Gestellte Aufgabe:
Schreibe den Forumsthread über EJB-Annotationen und Stateless- und Stateful-Beans im Anschluss an seinen letzten Satz weiter.

Seitenauszug:
==============================
# EJB / Interface / Class Annotationen / Statless & Stateful / remote & local



## JIZZES (4. Feb 2016)

Guten Tag zusammen, 

Die Aufgabenstellung: Die Abteilungen aus Berlin und Hamburg will auf Gehaltsdaten zugreifen die Sie zentral mittels eines Servers als EJB Komponente in Frankfurt bereitstellen sollen.

Sie solen dazu eine Klasse SalarayInfoEJB als SessionBean entwickeln die den Abteilungen die float getSalaray (); bereitstellt. Für die eigentliche Gehatsabrechung usw...

Erstellen Sie das Interface abc und die entsprechende EJB Komponente SalaryInfoEJB

Lösung von mir:

Die einzige "Schwierigkeit" beim interface ist mMn. die Annotation, die mich etwas irritiert.
Vor dem Interface muss doch eigentlich deklariert werden ob es sich um @Remote oder @local handelt. In meinem Fall ist die Sache klar: @Remote , da 2 Abteilungen unabhängig und von ausserhalb drauf zugreifen wollen.

In der Musterlösung ist aber keine Annotation vorhanden beim Interface, sondern nur bei der Klasse selber: @stateless und @Remote.

1. Frage: Wäre meine Lösung falsch gewesen, hätte ich das @Remote beim Interface gesetzt? Was für einen Unterschied würde das denn machen? 

2. Frage: Unterschied zwischen stateless und stateful: ist das richtig, dass man stateful nur dann verwendet, wenn man bsp. einen Warenkorb hätte, den man sich eben merken muss? Sorry für die vielen Fragen, aber vll. kann mir einer das kurz erläutern.


----------



## Steven Hachel (4. Feb 2016)

Huhu,

hier wird es eigtl. ganz gut erklärt, wozu du die Annotation @Remote benötigst. 

Nachtrag:
Dieser Link erklärt es sogar noch besser. 

Der Unterschied zwischen Statless und Statful ist der, dass eine Stateful EJB Session gebunden ist, es sei denn, du definierst per Annotation die Laufzeit derer. Bei einer Statless EJB sieht das ganze anders aus.
Da entscheidet nämlich der Container (Glasfish, Weblogic), ob der Aufrufer eine neue EJB bekommt, sprich eine vom Server neue generierte Klasse, oder du eine bereits im Speicher liegende zurück bekommst.
Heisst im Klartext, wenn du in dieser Stateless EJB etwas von außen herein gibst, muss es nicht bedeuten, dass du bei einem erneuten Aufruf dieser EJB den Wert zurück bekommst, den du rein gegeben hast. Dieser Wert kann zB. bei einem anderen Aufrufer angezeigt werden, je nachdem, für was sich der Server entscheidet. ^^

viele Grüße
Steven


----------



## stg (5. Feb 2016)

JIZZES hat gesagt.:


> 1. Frage: Wäre meine Lösung falsch gewesen, hätte ich das @Remote beim Interface gesetzt? Was für einen Unterschied würde das denn machen?
==============================
Datenzeilen:

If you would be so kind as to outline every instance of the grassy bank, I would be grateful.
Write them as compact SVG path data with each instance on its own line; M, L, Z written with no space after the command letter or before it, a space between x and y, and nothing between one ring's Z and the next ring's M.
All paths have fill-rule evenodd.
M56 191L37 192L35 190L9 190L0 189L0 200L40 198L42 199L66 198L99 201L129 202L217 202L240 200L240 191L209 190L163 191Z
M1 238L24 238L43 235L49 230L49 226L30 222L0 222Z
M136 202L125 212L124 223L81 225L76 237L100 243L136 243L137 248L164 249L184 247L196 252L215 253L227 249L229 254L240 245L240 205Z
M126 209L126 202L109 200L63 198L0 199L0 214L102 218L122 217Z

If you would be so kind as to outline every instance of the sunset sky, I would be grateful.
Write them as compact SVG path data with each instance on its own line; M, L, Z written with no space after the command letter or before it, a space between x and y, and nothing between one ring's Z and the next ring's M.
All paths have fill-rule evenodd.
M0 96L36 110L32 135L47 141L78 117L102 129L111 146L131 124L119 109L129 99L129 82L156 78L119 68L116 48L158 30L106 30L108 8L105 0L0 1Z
==============================
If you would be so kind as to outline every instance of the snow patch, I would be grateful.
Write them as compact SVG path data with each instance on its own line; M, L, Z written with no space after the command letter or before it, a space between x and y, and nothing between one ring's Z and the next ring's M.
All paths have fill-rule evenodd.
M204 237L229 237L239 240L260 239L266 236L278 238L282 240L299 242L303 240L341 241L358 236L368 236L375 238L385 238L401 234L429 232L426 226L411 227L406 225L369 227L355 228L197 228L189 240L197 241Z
==============================
Endergebnis:
> 2. Frage: Unterschied zwischen stateless und stateful: ist das richtig, dass man stateful nur dann verwendet, wenn man bsp. einen Warenkorb hätte, den man sich eben merken muss?



Zu 1: Das wäre nicht falsch gewesen. Aber es gibt ein paar kleine Unterschiede bei beiden Ansätzen. Zum einen ist es "a matter of preferences", aber es gibt doch ein paar Unterschiede, wenn du bspw deine API ausliefern willst. In deiner Variante wäre das Interface stark mit der EJB Technologie gekoppelt und der Client, der deine API nutzt muss das zwingend wissen und benötigt auch die passenden Libs. In der Variante aus der Musterlösung muss der Client gar nicht wissen, dass unter der Haube EJB benutzt wird. Es interessiert ihn in der Regel ja auch gar nicht. Für dich als Entwickler ist das aber ein Mehraufwand, insbesondere, wenn mehrere Business-Interfaces implemeniert werden sollen (ggfls auch an mehreren Stellen). 
Ich bevorzuge selbst die Variante aus der Musterlösung, aber viel wichtiger finde ich, dass man so etwas (insbesondere, wenn man im Team arbeitet) einheitlich handhabt.

Zu 1: Nur noch eine kleine Ergänzung zu dem, was Steven schon geschrieben hat: Wenn du in der Anwendung @stateful Session Beans verwendest, dann machst du meist was falsch  Das ist natürlich überspitzt (und mehr meine Meinung, als tatsächlicher Fakt), aber nach meiner Erfahrung nach gibt es wirklich wenig Anwendungsfälle, in denen man wirklich _zwingend _eine SFSB braucht. 
Ganz allgemein aus dem JEE7 Tutorial hierzu:


> Stateful session beans are appropriate if any of the following conditions are true.
> 
> The bean's state represents the interaction between the bean and a specific client.
> The bean needs to hold information about the client across method invocations.
> ...


----------



## Steven Hachel (5. Feb 2016)

Huhu,

also ich würde nicht sagen, dass die Nutzung von @Stateful Beans falsch wäre. Für Warenkörbe oder einfach nur um Werte die Session über im Speicher zu halten, kann nicht falsch sein. Hängt auch stark von der Anwenung ab. Ich denke, wenn @Stateful ein Antipattern wäre, gäbe es sie nicht mehr. 

Zudem bestimmt eine CDI Bean zum Beispiel die Lebensdauer einer @Stateful Bean. Man braucht sich also um nix kümmern was Performance und Speicherverbauch angeht.

Man sollte eben nur darauf achten, dass man nicht alles in die Session feuert, um den Speicher nicht unnötig aufzublähen.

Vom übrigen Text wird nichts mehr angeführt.